** Supplied text **
What! Again with the Fishing Creek? Well, we noted before that there are probably more ‘Fishing Creeks’ in Pa than any other creek name. So here we go with ‘Fishing Creek’ number 3. And these three don’t even include the two covered in Ed Gertler’s ‘Keystone Canoeing’. The Fishing Creeks appearing in ‘Streamlines’ are local and too small for Ed’s guide. The first was in Perry County, the 2nd in Dauphin County, and now York County. Number 3 drains the low hills between Lewisberry and the Interstate 83 expressway and dumps into the Susquehanna just below Goldsboro. It’s origins are springs located near Fishing Creek (where else?) Elementary School found right off the (you guessed it) Fishing Creek exit of I-83. You’ve probably gone over it traveling down 83 just before the hill leading up to the Yocumtown exit. But unless you’re a gotta-paddle-everything addict you probably never noticed it.
I noticed the creek long ago when I fished it for trout. I remember intently working a pool with a dry fly one afternoon. I had targeted a rising fish that kept dimpling the water’s surface as he fed on hatching mayflies at the far end of the pool. After repeated casts fell short, using a touch of finesse, I was finally able to land my imitation fly right above the fish. To my satisfaction he took the bait. But upon bringing him in I was rather disgusted to discover that he was not a prized rainbow trout but a lowly creek chub. We fly fisherman can be such elitists.

** Work to be completed **
From the passage on Fishing Creek, extract the portion that begins with "I noticed the" and continues up to and including "be such elitists.", copying it word for word.

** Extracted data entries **
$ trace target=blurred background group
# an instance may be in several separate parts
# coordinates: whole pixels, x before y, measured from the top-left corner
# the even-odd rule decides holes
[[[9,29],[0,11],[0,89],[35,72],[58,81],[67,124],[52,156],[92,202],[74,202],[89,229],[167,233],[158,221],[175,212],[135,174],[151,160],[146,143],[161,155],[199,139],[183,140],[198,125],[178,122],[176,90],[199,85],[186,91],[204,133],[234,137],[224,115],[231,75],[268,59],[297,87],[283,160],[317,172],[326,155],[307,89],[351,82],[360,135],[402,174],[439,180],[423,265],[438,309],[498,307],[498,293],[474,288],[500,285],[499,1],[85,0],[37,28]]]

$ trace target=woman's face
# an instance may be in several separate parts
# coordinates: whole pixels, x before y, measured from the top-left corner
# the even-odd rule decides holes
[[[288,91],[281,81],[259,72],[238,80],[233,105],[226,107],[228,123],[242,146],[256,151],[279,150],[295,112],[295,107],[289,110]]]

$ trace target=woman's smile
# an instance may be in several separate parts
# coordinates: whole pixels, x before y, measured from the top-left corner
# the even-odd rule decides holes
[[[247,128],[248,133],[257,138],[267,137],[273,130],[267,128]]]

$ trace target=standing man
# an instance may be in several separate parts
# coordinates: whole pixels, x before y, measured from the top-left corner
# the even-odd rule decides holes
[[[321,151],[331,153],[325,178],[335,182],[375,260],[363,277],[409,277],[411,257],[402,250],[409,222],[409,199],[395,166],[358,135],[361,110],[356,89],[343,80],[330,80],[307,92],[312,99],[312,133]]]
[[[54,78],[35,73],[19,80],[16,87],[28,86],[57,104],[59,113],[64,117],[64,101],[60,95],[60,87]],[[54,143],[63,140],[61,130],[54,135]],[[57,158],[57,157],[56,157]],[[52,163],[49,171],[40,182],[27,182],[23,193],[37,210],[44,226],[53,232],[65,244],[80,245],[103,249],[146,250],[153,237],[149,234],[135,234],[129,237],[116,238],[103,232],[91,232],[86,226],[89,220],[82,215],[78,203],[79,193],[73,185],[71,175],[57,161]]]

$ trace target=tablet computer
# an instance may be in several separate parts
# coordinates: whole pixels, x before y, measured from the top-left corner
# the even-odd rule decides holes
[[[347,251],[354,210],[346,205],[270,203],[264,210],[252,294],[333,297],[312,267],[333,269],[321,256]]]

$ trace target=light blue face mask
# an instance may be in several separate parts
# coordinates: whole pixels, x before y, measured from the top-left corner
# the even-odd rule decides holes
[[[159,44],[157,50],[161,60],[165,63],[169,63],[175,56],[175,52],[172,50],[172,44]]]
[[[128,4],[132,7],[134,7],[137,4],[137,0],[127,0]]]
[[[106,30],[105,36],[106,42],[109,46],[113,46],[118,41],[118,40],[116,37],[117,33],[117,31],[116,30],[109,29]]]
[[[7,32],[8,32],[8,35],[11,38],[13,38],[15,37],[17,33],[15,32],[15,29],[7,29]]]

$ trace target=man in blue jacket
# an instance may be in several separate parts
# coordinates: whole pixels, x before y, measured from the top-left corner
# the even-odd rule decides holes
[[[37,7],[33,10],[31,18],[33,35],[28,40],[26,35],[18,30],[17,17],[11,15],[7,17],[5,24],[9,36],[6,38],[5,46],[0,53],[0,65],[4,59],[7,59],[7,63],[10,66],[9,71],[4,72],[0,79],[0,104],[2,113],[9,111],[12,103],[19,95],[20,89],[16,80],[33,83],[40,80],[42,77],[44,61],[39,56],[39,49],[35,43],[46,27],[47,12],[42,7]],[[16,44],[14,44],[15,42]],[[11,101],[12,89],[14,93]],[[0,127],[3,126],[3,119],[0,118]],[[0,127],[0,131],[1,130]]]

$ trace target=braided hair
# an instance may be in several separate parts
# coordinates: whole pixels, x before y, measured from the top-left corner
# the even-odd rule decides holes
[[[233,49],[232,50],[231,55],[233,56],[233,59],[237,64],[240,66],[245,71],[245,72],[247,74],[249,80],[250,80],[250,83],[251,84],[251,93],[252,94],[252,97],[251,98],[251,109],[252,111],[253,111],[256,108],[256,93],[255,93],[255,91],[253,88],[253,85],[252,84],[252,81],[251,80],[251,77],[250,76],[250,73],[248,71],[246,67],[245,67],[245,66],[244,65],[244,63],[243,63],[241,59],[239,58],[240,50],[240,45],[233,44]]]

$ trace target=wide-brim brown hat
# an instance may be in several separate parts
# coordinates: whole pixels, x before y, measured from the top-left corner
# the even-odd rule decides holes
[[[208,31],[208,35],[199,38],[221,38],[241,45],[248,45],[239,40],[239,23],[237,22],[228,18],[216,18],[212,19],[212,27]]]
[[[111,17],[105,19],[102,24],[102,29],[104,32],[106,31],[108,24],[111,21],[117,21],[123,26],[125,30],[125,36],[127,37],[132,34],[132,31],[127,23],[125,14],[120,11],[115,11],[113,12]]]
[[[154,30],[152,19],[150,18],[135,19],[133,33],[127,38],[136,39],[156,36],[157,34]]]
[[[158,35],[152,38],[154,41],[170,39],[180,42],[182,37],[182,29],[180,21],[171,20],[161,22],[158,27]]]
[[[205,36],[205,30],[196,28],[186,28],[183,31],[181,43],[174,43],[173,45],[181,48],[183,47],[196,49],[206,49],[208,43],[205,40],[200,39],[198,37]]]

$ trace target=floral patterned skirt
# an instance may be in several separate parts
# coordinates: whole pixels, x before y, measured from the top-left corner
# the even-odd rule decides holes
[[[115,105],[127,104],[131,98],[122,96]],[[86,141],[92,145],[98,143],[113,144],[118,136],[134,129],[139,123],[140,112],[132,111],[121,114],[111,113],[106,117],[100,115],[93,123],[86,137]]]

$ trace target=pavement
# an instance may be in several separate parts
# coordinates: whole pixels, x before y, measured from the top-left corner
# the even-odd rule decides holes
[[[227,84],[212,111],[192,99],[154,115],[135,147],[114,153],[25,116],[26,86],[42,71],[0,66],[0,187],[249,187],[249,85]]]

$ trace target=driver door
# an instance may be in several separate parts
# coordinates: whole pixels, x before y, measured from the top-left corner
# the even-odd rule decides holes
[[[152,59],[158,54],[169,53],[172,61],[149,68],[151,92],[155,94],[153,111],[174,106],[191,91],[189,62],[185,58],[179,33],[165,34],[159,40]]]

** Response below **
I noticed the creek long ago when I fished it for trout. I remember intently working a pool with a dry fly one afternoon. I had targeted a rising fish that kept dimpling the water’s surface as he fed on hatching mayflies at the far end of the pool. After repeated casts fell short, using a touch of finesse, I was finally able to land my imitation fly right above the fish. To my satisfaction he took the bait. But upon bringing him in I was rather disgusted to discover that he was not a prized rainbow trout but a lowly creek chub. We fly fisherman can be such elitists.